[[ TEXT SECTION open ]]

Supreme Court justices sceptical of Biden loan forgiveness plan

At hearing ahead of summer ruling, conservative-dominated top judicial body questions administration’s right to offer $400 billion in student debt relief

三月 1, 2023

The US Supreme Court has signalled its intent to reject Joe Biden’s promise of more than $400 billion (£330 billion) in student debt relief, with its conservative members overtly siding during oral arguments with Republican rationales for opposing the administration’s campaign-trail commitment.

During more than three hours of debate with parties in two separate cases challenging the Biden order, members of the top court’s 6-3 conservative majority repeatedly expressed reservations about allowing such a major financial decision for the country without being sure that Congress had expressly authorised it.

“This is a case that presents extraordinarily serious, important issues” concerning the nation’s constitutionally mandated separation of powers between the executive and legislative branches, said one of the conservatives, Chief Justice John Roberts.

Support for the Biden perspective was led by Justice Sonia Sotomayor, who warned her colleagues against interfering in the political process by blocking relief that would be going to 50 million former students. “What you’re saying”, she said to various state governments fighting the Biden order, “is: ‘Now we’re going to give judges the right to decide how much aid to give them.’”

Mr Biden announced the forgiveness action in August, after months of pressure from within his party to fulfil the 2020 campaign talking point. It would cut per-person debt by $10,000 to $20,000, with the forgiven amounts tied to a borrower’s wealth and limited to those earning less than $125,000 a year.

The administration asserted the right to take such action based on a 2003 law passed by Congress that grants the US education secretary the broad power to “waive or modify” any part of the federal student loan system during a national emergency, which in this case is the Covid pandemic.

The Trump administration formally declared the nationwide Covid state of emergency and then granted interest-free suspensions of student loan repayments during it, at a cost already far exceeding $100 billion. But Republican critics of Mr Biden complained that his broad grant of forgiveness was well beyond what Congress intended in 2003.

One of the two cases before the court was brought by six Republican-governed states – Arkansas, Iowa, Kansas, Missouri, Nebraska and South Carolina – that argued that the Biden order created an unfair subsidisation of college by other Americans. The second case was brought by two borrowers who argued that they had been unfairly excluded by its terms.

The Biden administration loan forgiveness plan has been suspended pending the Supreme Court’s decisions in the cases, which are expected in the summer.

While awaiting the court’s rulings, the Biden administration has moved on a separate and more legally established pathway to accomplish many of the same objectives, initiating a formal months-long process for implementing regulatory revisions that would fully forgive the federal loan debts of low-income former students, and cut average borrowing costs for undergraduates by half.

With the nation straining under a combined $1.7 trillion in student loan debt, the Biden administration also has expanded loan forgiveness opportunities for public-sector workers, and cancelled the debts of students at institutions, typically for-profit operations, that misled students about their future employment prospects.

After the Supreme Court session, the US secretary of education, Miguel Cardona, reiterated his administration’s promises to help students through a variety of actions, including putting more pressure on institutions to hold down costs.

[[ TEXT SECTION closed ]]
[[ DATASET EXTRACT open ]]

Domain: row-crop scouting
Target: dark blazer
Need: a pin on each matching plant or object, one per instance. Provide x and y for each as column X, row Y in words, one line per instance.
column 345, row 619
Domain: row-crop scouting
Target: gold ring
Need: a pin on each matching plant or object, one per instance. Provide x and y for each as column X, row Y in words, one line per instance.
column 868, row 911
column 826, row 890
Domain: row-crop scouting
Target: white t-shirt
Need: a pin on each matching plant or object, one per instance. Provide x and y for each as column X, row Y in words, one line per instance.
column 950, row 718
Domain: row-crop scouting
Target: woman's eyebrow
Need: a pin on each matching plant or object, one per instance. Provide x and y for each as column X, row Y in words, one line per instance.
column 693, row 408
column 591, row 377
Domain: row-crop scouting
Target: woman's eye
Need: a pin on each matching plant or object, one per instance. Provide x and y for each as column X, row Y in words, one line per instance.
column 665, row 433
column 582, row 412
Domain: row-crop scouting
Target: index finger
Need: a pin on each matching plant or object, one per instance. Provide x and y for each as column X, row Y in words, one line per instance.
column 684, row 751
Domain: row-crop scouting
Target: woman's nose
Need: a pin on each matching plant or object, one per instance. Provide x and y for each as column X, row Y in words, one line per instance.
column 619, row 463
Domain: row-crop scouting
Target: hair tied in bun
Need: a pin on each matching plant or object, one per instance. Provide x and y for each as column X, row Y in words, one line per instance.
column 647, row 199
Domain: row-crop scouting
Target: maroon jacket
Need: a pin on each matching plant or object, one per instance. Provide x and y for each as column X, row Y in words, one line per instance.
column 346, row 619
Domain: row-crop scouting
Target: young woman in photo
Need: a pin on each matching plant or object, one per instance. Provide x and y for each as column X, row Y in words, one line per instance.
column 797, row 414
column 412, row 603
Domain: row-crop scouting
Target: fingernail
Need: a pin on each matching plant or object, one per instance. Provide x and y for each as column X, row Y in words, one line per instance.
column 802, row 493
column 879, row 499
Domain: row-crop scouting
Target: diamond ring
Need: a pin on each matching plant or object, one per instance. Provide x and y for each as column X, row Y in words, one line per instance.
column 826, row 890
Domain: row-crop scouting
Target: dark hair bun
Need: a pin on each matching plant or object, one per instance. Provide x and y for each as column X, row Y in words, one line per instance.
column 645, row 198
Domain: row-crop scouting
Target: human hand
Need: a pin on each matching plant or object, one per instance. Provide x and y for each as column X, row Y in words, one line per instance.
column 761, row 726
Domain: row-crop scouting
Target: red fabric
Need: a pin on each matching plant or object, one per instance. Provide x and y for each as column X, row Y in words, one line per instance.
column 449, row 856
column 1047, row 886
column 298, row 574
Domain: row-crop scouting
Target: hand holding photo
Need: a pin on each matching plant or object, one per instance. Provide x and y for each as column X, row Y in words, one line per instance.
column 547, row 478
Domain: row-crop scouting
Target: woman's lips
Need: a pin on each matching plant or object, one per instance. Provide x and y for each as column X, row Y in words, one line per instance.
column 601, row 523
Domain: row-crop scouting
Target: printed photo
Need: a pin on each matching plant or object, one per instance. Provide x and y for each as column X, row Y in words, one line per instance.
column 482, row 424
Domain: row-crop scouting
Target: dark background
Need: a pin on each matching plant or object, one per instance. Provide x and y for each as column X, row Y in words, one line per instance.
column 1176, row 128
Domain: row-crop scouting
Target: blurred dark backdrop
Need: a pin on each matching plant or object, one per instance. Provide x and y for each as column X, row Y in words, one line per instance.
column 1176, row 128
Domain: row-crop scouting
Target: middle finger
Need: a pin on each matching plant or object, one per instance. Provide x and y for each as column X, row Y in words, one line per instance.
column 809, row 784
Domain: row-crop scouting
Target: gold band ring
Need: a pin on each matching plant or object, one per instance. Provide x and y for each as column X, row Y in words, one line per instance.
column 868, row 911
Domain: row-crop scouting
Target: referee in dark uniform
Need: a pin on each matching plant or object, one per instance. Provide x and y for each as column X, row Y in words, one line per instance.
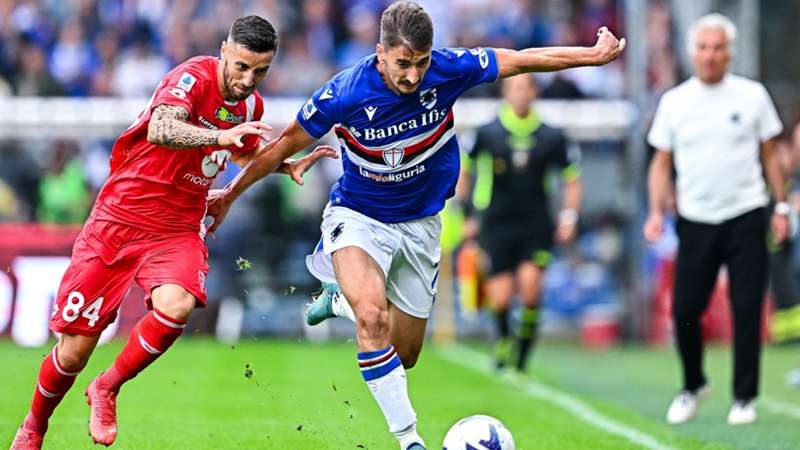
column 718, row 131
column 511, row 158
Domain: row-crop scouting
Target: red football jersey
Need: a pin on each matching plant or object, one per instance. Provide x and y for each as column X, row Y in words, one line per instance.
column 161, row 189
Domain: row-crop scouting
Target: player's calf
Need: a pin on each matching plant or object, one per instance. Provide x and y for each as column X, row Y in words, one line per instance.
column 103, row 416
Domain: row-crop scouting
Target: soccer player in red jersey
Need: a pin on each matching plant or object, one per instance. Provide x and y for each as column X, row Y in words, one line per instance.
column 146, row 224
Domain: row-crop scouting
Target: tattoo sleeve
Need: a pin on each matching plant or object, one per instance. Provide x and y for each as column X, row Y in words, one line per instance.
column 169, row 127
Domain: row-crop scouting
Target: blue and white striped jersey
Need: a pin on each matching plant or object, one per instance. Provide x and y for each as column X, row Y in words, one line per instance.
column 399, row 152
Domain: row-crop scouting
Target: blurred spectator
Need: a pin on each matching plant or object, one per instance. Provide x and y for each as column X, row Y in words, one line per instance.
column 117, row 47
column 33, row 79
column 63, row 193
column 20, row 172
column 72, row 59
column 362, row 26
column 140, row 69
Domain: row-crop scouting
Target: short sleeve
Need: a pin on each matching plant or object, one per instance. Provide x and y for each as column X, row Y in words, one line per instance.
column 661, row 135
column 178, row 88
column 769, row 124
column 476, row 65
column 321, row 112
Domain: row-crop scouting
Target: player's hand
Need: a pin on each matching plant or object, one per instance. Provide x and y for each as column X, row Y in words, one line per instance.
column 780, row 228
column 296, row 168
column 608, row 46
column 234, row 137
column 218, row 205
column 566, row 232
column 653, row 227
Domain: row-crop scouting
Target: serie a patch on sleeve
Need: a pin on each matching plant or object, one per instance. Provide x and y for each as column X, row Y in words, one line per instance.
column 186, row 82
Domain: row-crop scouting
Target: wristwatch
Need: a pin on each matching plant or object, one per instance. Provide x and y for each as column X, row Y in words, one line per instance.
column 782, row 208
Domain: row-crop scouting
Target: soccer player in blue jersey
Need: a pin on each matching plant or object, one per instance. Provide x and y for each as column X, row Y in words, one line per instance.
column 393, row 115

[[ DATASET EXTRACT closed ]]

### QUESTIONS ON THE MATERIAL
(a) According to the article on the Supreme Court student debt hearing, what legal basis did the administration cite for its power to forgive the debt?
(b) Extract the passage of the article on the Supreme Court student debt hearing from "At hearing ahead" up to and including "administration’s campaign-trail commitment.".
(c) Decide whether each statement agrees with the article on the Supreme Court student debt hearing, and answer yes or no for each, quoting the words from the article that settle it. (i) One case was brought by six Republican-governed states. (ii) The forgiveness was limited to borrowers earning less than $150,000 a year. (iii) The Biden administration formally declared the nationwide Covid state of emergency.
The records were taken from a separate source.

### EXERCISE RESPONSES
(a) A 2003 law passed by Congress that grants the US education secretary the power to "waive or modify" any part of the federal student loan system during a national emergency.

(b)
At hearing ahead of summer ruling, conservative-dominated top judicial body questions administration’s right to offer $400 billion in student debt relief

三月 1, 2023

The US Supreme Court has signalled its intent to reject Joe Biden’s promise of more than $400 billion (£330 billion) in student debt relief, with its conservative members overtly siding during oral arguments with Republican rationales for opposing the administration’s campaign-trail commitment.

(c)
(i) Yes: "brought by six Republican-governed states"
(ii) No: "limited to those earning less than $125,000 a year"
(iii) No: "The Trump administration formally declared the nationwide Covid state of emergency"